### Exercise requirements
Render every line of the records below as a numbered list, omitting any blank lines.

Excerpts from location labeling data

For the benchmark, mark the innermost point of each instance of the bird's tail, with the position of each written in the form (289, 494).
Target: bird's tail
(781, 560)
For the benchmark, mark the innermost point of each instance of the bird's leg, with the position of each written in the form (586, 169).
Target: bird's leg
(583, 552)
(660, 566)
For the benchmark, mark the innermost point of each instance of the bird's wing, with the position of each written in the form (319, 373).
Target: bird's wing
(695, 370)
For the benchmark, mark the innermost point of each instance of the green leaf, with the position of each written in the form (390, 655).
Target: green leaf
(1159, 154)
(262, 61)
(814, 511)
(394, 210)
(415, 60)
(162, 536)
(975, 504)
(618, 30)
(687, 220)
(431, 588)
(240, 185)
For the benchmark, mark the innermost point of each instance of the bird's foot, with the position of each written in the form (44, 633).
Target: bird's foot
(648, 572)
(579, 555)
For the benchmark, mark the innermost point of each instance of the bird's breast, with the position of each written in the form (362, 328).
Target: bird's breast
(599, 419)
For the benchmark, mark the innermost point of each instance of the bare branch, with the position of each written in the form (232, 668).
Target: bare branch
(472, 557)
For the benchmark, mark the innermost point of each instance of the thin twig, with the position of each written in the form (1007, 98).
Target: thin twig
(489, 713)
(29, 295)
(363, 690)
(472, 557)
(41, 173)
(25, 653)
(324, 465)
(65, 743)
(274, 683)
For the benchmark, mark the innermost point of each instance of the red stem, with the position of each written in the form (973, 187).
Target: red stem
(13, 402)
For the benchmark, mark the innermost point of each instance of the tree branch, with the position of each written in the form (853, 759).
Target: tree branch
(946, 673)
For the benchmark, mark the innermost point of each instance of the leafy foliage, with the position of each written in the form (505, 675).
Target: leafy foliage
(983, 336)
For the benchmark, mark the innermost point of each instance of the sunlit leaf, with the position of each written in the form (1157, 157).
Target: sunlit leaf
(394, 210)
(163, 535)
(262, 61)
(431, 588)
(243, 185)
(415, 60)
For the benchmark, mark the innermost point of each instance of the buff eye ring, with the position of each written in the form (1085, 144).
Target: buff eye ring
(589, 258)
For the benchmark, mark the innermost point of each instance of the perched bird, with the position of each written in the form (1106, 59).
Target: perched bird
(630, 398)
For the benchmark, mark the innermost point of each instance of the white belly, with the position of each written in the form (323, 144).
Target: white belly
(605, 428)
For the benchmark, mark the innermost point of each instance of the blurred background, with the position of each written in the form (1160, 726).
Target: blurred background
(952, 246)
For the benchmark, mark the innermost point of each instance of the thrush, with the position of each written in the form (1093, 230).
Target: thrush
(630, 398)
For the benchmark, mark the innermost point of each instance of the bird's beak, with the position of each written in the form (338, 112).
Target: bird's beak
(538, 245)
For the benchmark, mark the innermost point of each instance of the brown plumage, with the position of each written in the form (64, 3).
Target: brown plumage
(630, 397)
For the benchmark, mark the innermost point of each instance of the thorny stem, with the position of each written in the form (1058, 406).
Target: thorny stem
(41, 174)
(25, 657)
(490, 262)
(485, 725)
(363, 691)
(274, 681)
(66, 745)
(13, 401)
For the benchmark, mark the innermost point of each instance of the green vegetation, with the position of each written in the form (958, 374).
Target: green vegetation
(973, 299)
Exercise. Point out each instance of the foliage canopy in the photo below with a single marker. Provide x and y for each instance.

### Answer to the problem
1. For the benchmark, mark the innermost point of each instance of the bird's tail, with the position of each written in the form (289, 494).
2. Target: bird's tail
3. (781, 560)
4. For the benchmark, mark the innermost point of each instance of the bird's leg, with the position of each written in the form (586, 169).
5. Target: bird's leg
6. (583, 552)
7. (660, 566)
8. For the benchmark, mark the innermost point of each instance of the bird's wing, with the position of each written in the form (319, 373).
9. Target: bird's wing
10. (695, 370)
11. For the benchmark, mark the innermost point of each instance of the green leaf, with the position of each written in the form (390, 655).
12. Target: green leaf
13. (1159, 154)
14. (262, 61)
15. (814, 511)
16. (394, 210)
17. (415, 60)
18. (162, 536)
19. (975, 504)
20. (618, 30)
21. (687, 220)
22. (431, 588)
23. (240, 185)
24. For the benchmark, mark the innermost point of each instance of the bird's foot, with the position of each written in the form (44, 633).
25. Target: bird's foot
26. (648, 572)
27. (579, 555)
28. For the benchmark, mark the innermost point of each instance of the bird's breast, with the position of each written in the form (362, 328).
29. Target: bird's breast
30. (599, 419)
31. For the benchmark, mark the innermost point of each instance of the bare branch, with the position of each written in the form (232, 668).
32. Target: bare branch
33. (472, 557)
34. For the benchmark, mark the innermost point of each instance of the thin twig, with the position of each written in the form (1007, 98).
35. Target: thin twig
36. (489, 713)
37. (29, 295)
38. (363, 690)
39. (472, 557)
40. (41, 173)
41. (25, 653)
42. (324, 465)
43. (65, 743)
44. (274, 683)
45. For the benchmark, mark the innermost point of each instance of the red stem, with the position of each written in the form (973, 187).
46. Target: red stem
47. (13, 402)
48. For the benchmark, mark the innermost point of each instance of the tree branch, with the position of each written in the form (853, 759).
49. Target: tree branch
50. (946, 673)
51. For the benchmark, mark the innermost point of each instance of the leafy foliage, with the position of each written in the form (505, 675).
52. Target: leafy foliage
53. (983, 336)
54. For the benchmark, mark the innermost point of each instance of the sunlit leaf, with the position of each written in the form (1157, 157).
55. Target: sunlit leaf
56. (394, 210)
57. (163, 535)
58. (262, 61)
59. (431, 588)
60. (243, 185)
61. (415, 60)
62. For the benchmark, mark the innermost point of each instance of the buff eye ring, with the position of each written in the form (1085, 144).
63. Target: buff eye ring
64. (589, 258)
65. For the benchmark, mark the innermost point of each instance of the perched bird, with the position of each written in the form (1106, 59).
66. Target: perched bird
67. (630, 398)
68. For the benchmark, mark the innermost point of each instance of the white belly, with the position of each written in the form (323, 144).
69. Target: white belly
70. (605, 428)
71. For the benchmark, mark the innermost point of each instance of the blurred background, with the position of each written in the form (1160, 726).
72. Target: blurred background
73. (952, 246)
74. For the benchmark, mark the innermost point of each instance of the thrush, with the position of each written in the form (1093, 230).
75. Target: thrush
76. (630, 398)
77. For the benchmark, mark the innermost point of each instance of the bird's beak, with the position of each written in the form (338, 112).
78. Target: bird's beak
79. (538, 245)
80. For the benchmark, mark the innermost point of each instance of the brown plumage, with the position of each written in the form (64, 3).
81. Target: brown plumage
82. (630, 397)
83. For the benchmark, mark the innermost point of each instance of the thorny stem, with the position of each written in the form (1058, 406).
84. Target: thorny stem
85. (41, 174)
86. (25, 657)
87. (490, 262)
88. (485, 725)
89. (363, 691)
90. (274, 681)
91. (66, 745)
92. (13, 401)
93. For the benchmark, mark the innermost point of each instance of the green vegetation, with the position of each written in the form (958, 374).
94. Target: green vegetation
95. (973, 299)
96. Exercise. Point out each instance of the foliage canopy in the photo below with a single marker. Provide x and y for each instance.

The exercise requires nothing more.